>> START DATA TO USE

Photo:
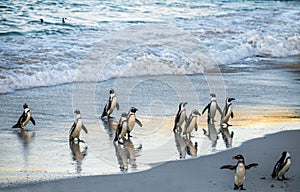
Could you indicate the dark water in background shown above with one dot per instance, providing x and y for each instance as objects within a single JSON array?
[
  {"x": 154, "y": 55},
  {"x": 34, "y": 54}
]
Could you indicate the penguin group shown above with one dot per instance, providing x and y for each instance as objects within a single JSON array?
[{"x": 182, "y": 124}]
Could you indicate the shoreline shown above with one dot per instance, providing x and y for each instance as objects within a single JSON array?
[{"x": 191, "y": 174}]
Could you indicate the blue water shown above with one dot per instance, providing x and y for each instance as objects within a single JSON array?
[
  {"x": 155, "y": 55},
  {"x": 34, "y": 54}
]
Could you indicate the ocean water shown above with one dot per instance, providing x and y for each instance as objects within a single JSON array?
[
  {"x": 150, "y": 38},
  {"x": 155, "y": 54}
]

>> END DATA TO USE

Please copy all of the data above word for word, leaving the picture out.

Photo:
Could you indicate the dark water in background shown above with one dot per instance, providing x and y for each instance as objects within a single JSON array?
[
  {"x": 154, "y": 55},
  {"x": 34, "y": 54}
]
Could you indicate the penguin group shown above with one dot per instance, providing x and y for each instance as objects within a single JSON array?
[{"x": 182, "y": 124}]
Could you indicate the shoreline shown above with one dot per instance, providing x and y for each instance as objects within a single JSON array?
[{"x": 191, "y": 174}]
Could you indicate the blue water shown above with one dot per instance, providing x and y for each instance as objects within a single JSON array?
[
  {"x": 155, "y": 55},
  {"x": 34, "y": 54}
]
Could you indicate the ocean water shown above with one dot per instance, providing x and y for each instance as objects within a single JSON array?
[
  {"x": 150, "y": 38},
  {"x": 155, "y": 54}
]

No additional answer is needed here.